Give back the full listing exactly as written.

________

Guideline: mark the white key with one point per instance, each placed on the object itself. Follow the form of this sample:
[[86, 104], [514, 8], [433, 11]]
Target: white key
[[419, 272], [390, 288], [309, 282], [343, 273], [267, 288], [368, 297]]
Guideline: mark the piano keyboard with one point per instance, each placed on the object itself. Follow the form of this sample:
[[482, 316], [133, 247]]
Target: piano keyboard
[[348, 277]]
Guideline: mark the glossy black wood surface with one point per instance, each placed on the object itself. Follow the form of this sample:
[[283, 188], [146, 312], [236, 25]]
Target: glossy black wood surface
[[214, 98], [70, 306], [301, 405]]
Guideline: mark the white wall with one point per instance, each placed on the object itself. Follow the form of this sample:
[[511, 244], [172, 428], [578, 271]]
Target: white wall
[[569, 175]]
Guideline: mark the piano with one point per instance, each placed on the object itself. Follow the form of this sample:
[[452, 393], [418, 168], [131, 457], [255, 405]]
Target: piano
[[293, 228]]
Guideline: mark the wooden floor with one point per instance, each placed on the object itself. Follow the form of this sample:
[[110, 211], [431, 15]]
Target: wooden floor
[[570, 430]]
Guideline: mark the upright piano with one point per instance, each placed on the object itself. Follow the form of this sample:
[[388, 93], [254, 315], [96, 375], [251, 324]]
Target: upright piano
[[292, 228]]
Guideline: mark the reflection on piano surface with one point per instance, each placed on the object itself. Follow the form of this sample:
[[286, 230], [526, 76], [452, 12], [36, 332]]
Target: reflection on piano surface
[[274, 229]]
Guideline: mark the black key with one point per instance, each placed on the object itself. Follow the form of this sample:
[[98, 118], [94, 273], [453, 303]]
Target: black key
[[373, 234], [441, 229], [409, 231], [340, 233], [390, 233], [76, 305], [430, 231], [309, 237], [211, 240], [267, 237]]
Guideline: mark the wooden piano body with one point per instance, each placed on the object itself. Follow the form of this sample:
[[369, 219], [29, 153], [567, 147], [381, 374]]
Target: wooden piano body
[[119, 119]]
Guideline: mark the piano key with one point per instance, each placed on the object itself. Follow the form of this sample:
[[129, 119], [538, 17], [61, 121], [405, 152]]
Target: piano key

________

▶ _WRITTEN RESPONSE_
Guideline: mark the white key with one point per instance, each placed on the object itself. Follow the form of this sample:
[[86, 104], [514, 8], [433, 11]]
Target: white key
[[419, 272], [390, 288], [309, 282], [343, 273], [267, 288], [368, 297]]
Guideline: mark the piano keyboard with one point per instance, each placed on the object itself. Follow the form of this sample:
[[482, 316], [133, 247]]
Target: piano keyboard
[[348, 277]]
Guideline: mark the glossy black wood surface with one point per instance, each placed on the object itself. Follow the form of this sample:
[[283, 188], [146, 312], [236, 25]]
Target: glossy black wood surface
[[214, 98], [70, 306], [301, 405]]
Guideline: mark the white wall with one point per instance, each placed on the object itself. Follow the form of this sample:
[[511, 244], [172, 428], [578, 271]]
Target: white wall
[[569, 175]]
Guideline: mark the piano with one point per instance, each placed on the object itself. Follow the form of this sample:
[[452, 393], [418, 168], [131, 457], [255, 405]]
Target: piano
[[293, 228]]
Guideline: mark the wooden floor with one point per instance, each placed on the object itself. Follow the form of this sample:
[[110, 211], [431, 15]]
Target: wooden floor
[[570, 430]]
Guideline: mark the upright piano with one point per instance, each placed on the object itself. Follow the form of this sample:
[[388, 93], [254, 315], [96, 375], [251, 324]]
Target: upright piano
[[292, 228]]
Guideline: mark the reflection on piano surface with one point per instance, each placed on the object itself. Follow the form of this sample:
[[286, 230], [526, 76], [452, 12], [36, 332]]
Target: reflection on piano surface
[[274, 229]]
Guideline: mark the black key with one point per instance, each placed on the object itself. Follow the form of this sample:
[[98, 118], [94, 273], [453, 303]]
Target: black key
[[373, 234], [441, 229], [409, 231], [340, 233], [390, 233], [76, 305], [430, 231], [309, 237], [211, 240], [267, 237]]
Guideline: mark the wooden piano body with one point per instance, each placed on the object itself. Follow the form of this sample:
[[369, 219], [29, 153], [567, 147], [381, 374]]
Target: wooden piano body
[[119, 119]]
Guideline: mark the piano key with one point per instance, each placed on the object itself. Follow the form of this sample:
[[129, 119], [538, 17], [61, 121], [405, 152]]
Target: piano key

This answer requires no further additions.